(EXERCISE AIM) From the line that holds "Please locate the accordion bellows" down to the last line of the listing below, reproduce each line exactly and nothing more, omitting pictures.

Position identification records:

▼

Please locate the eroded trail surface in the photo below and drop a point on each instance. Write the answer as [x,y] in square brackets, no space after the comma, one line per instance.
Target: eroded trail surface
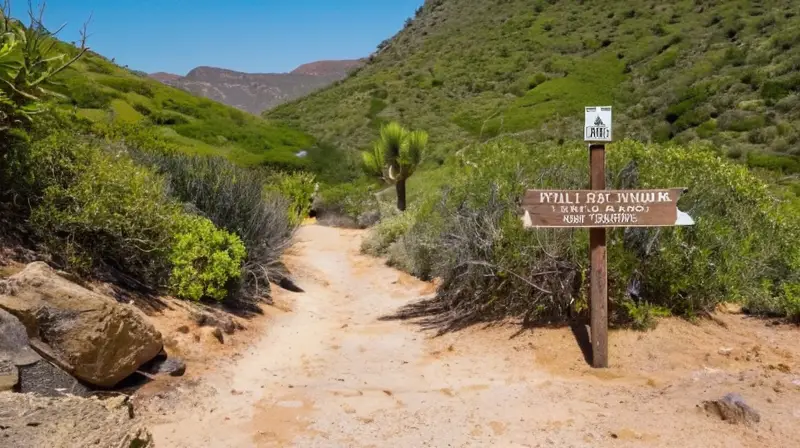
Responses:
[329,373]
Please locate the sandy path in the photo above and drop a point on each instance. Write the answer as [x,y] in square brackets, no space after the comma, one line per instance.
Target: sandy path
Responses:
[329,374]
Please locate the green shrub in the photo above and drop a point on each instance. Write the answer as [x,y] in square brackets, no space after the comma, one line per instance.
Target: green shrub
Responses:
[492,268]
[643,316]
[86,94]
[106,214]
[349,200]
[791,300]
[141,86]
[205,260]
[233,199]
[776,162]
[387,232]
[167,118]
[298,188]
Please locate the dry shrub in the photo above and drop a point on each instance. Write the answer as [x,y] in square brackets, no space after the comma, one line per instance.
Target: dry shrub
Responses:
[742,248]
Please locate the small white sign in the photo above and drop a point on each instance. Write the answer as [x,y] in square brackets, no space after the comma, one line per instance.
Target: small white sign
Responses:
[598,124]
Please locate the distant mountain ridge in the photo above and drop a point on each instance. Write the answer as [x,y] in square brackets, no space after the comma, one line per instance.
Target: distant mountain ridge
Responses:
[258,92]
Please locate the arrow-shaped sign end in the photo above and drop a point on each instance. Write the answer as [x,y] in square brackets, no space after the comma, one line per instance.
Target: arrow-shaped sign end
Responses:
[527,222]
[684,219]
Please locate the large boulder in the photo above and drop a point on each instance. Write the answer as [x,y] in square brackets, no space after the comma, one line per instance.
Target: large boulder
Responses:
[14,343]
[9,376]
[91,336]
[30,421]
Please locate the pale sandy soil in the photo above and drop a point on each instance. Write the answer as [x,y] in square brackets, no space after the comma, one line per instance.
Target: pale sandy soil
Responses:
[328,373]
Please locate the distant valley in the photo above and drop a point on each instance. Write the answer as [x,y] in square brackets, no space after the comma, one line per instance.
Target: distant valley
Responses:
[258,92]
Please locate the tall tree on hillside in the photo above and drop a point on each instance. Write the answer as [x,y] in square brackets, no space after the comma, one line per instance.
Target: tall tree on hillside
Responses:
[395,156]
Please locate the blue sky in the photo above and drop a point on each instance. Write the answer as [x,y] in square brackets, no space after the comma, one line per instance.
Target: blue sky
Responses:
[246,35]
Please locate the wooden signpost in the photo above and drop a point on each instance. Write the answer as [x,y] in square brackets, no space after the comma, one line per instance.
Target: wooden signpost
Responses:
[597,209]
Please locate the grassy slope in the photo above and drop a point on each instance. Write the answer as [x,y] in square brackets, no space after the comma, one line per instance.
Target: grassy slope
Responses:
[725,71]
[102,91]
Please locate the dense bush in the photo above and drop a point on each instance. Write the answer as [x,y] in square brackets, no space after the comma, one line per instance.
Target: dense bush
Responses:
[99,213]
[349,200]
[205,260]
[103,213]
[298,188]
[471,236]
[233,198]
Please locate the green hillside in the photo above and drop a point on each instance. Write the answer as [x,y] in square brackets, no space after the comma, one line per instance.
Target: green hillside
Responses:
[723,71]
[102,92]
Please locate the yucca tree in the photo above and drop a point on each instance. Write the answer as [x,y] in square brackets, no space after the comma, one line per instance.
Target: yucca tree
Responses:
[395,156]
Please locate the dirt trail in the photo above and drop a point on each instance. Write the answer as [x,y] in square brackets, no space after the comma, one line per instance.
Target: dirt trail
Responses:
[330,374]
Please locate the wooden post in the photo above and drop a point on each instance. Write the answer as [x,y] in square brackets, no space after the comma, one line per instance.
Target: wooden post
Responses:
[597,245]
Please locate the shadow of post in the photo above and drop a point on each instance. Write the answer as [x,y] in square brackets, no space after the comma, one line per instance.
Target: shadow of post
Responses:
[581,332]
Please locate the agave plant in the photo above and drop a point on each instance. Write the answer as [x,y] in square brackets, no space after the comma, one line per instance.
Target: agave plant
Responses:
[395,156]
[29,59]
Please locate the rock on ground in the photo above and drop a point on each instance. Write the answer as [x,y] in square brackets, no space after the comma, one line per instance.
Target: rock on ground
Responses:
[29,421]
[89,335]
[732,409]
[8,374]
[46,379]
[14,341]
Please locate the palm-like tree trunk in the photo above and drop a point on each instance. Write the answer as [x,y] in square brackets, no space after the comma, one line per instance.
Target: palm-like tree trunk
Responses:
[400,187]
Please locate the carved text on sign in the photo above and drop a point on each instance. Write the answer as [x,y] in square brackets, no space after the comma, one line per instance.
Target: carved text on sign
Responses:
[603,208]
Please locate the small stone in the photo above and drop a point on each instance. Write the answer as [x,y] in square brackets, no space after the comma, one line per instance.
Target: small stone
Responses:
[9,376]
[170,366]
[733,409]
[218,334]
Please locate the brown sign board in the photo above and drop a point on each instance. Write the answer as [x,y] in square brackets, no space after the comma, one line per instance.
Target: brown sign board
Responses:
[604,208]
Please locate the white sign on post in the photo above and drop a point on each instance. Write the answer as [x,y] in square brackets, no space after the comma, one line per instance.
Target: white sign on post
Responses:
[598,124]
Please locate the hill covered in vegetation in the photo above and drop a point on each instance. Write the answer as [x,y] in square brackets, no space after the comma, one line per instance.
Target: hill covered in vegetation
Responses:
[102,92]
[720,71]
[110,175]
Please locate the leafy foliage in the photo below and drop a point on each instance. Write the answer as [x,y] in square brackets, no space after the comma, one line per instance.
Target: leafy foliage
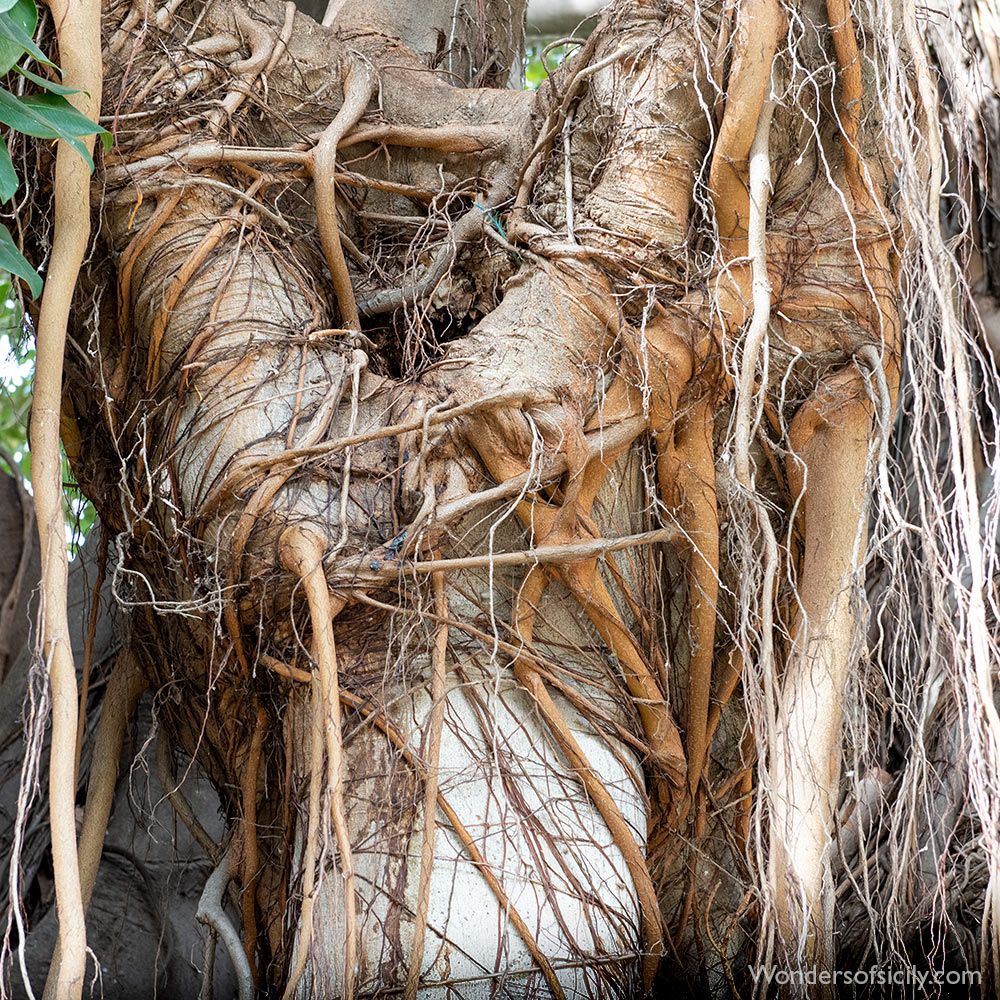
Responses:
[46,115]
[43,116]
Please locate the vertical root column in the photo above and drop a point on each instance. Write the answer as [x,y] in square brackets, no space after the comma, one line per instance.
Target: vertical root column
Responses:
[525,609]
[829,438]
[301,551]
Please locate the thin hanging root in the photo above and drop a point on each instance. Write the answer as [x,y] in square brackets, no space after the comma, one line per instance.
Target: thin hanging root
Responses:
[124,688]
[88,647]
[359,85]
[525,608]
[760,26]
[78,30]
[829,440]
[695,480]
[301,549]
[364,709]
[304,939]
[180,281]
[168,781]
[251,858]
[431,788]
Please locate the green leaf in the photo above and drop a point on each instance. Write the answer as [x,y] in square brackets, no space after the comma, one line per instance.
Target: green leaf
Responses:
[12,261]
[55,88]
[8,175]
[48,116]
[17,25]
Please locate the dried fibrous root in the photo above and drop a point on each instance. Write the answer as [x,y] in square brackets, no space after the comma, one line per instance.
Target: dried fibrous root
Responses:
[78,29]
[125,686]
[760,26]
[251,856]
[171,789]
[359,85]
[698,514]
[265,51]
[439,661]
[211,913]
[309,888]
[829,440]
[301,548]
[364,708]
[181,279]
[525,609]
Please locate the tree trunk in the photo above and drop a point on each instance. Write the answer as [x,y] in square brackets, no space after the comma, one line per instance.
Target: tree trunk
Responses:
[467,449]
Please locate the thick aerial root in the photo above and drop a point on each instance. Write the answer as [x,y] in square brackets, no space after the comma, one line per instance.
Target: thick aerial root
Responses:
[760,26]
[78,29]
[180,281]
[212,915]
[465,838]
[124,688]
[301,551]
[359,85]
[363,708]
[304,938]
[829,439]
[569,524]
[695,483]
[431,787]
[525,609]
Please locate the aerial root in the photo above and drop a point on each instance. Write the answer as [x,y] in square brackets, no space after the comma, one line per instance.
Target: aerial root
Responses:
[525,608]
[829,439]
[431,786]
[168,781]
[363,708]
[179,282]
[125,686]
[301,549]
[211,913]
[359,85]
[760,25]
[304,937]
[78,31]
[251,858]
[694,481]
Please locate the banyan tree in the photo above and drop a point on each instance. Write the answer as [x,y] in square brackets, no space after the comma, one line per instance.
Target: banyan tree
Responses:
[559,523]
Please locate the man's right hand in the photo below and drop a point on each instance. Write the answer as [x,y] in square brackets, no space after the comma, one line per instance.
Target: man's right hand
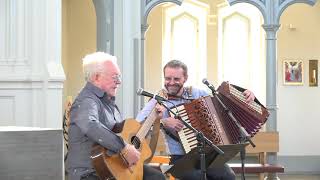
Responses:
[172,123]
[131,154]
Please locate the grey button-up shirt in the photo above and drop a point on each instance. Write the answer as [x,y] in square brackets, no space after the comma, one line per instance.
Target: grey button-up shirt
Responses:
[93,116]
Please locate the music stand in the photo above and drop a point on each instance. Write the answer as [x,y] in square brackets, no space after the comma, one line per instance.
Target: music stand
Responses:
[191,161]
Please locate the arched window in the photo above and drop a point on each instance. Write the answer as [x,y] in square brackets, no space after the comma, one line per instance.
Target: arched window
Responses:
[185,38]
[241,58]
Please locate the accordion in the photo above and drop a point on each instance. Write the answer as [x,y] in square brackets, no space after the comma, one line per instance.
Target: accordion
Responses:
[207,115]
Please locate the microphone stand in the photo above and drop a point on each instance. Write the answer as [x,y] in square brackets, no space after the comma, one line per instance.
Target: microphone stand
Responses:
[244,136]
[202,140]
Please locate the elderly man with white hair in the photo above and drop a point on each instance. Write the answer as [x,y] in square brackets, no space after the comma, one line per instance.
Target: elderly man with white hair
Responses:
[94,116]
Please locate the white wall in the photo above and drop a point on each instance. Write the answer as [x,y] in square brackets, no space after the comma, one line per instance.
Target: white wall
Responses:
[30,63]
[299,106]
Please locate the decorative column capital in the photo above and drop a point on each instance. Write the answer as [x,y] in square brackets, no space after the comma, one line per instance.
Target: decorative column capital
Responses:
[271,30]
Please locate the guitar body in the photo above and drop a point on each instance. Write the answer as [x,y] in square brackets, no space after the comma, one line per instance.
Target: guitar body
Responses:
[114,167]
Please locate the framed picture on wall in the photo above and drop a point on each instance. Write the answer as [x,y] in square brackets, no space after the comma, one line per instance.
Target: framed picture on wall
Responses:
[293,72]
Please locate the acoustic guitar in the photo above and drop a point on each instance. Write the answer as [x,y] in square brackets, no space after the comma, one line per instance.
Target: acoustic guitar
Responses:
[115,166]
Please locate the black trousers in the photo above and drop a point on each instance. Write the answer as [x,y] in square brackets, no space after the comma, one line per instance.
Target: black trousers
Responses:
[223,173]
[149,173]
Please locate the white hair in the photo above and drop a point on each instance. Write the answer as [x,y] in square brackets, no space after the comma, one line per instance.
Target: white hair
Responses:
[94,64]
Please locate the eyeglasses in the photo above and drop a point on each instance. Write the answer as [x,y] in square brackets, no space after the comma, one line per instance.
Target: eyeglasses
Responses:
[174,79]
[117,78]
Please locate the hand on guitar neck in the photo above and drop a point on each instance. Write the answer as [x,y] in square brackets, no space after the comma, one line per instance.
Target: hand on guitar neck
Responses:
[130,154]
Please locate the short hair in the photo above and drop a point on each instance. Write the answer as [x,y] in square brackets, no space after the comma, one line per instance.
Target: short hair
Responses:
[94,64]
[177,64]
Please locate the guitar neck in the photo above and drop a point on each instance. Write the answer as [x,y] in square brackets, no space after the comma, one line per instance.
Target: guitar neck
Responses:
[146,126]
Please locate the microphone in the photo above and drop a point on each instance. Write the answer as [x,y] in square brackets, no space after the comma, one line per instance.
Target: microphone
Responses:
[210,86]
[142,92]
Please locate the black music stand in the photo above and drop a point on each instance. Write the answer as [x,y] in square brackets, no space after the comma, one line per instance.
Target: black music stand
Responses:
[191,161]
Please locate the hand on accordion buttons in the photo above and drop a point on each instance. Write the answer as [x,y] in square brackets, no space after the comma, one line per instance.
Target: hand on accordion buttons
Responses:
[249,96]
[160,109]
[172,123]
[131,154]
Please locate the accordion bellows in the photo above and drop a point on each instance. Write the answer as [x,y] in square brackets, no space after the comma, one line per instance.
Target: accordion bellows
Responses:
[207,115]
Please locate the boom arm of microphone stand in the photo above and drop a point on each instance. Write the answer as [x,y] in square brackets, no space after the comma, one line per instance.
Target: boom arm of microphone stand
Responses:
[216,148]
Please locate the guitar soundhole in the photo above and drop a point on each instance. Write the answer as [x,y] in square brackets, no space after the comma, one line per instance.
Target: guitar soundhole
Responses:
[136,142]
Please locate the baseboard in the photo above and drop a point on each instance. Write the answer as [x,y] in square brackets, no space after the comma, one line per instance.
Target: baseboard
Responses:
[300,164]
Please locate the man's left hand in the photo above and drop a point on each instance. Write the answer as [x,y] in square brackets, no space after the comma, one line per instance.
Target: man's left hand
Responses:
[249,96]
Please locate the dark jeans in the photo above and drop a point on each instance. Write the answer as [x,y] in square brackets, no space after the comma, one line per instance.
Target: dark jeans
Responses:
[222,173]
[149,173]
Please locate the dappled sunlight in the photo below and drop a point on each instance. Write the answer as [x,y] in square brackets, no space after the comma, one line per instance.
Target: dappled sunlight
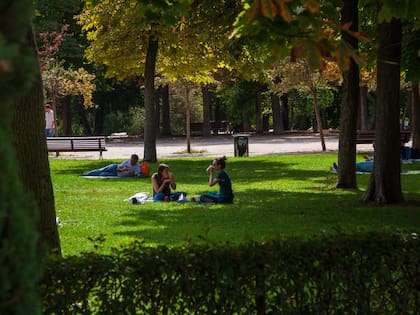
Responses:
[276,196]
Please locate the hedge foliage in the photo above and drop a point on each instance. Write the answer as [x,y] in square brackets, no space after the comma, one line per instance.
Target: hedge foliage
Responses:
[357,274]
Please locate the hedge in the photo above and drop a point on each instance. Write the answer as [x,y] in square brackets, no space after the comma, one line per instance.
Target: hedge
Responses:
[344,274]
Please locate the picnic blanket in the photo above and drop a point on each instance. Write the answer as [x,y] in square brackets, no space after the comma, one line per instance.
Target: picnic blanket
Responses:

▲

(SOLUTION TO THIS TASK)
Please locate the accordion bellows in the photo above and drop a point on each instance. Write the answer as [x,y] in square brackets, no space after the comma, one line per instance.
Target: accordion bellows
Responses:
[207,115]
Please locate the boom arm of microphone stand in the photo above and drop a point on each instance. Write the answer as [x,y] in square brackets, no space after the comma, one line per instance.
Target: boom arm of microphone stand
Responses:
[216,148]
Please locate the guitar soundhole in the photo above and drop a point on each instance. Write the answer as [x,y] in square brackets, no space after the comma, one line per instance.
Target: guitar soundhole
Responses:
[136,142]
Please locate the baseboard in the photo above and drop a point on each instance. Write the answer as [x,y] in square brackets, no space after the comma, one line per instance.
Target: baseboard
Responses:
[300,164]
Please locate the man's left hand in the photo above and drop a point on each instance. Write the answer as [x,y] in square brackets, no space after the comma, one line per instance.
Target: man's left hand
Responses:
[249,96]
Please locate the dark jeans in the photo above and drop a point on each instance. Write the answer as [x,y] in square brackets, no space after the comma, one line per instance.
Target: dark jeans
Responses:
[222,173]
[149,173]
Please locate the dappled sunlight in the photo below and drop a point on each instance. Write the answer as [x,y] in square brackets, no space after the comma, one line per instance.
Target: dappled sunlight
Responses:
[276,196]
Please locate the hedge foliage in the photo above and drop a point on each instance. Write the answer as [x,y] in square brackets, no space after the comma, one line per instance.
Target: hedge foliage
Responses:
[357,274]
Please locate the hedge in the photo above and drop a point on each instance. Write the answer as [x,y] in square brackets, no space after the comma, one line per instance.
Target: hedge
Responses:
[344,274]
Please locate the picnic blanket in the photo above and drop a point on each instance. Write the answer as [x,y] in square brackets, no space after the comma, one line per instance.
Target: picnic blanket
Responses:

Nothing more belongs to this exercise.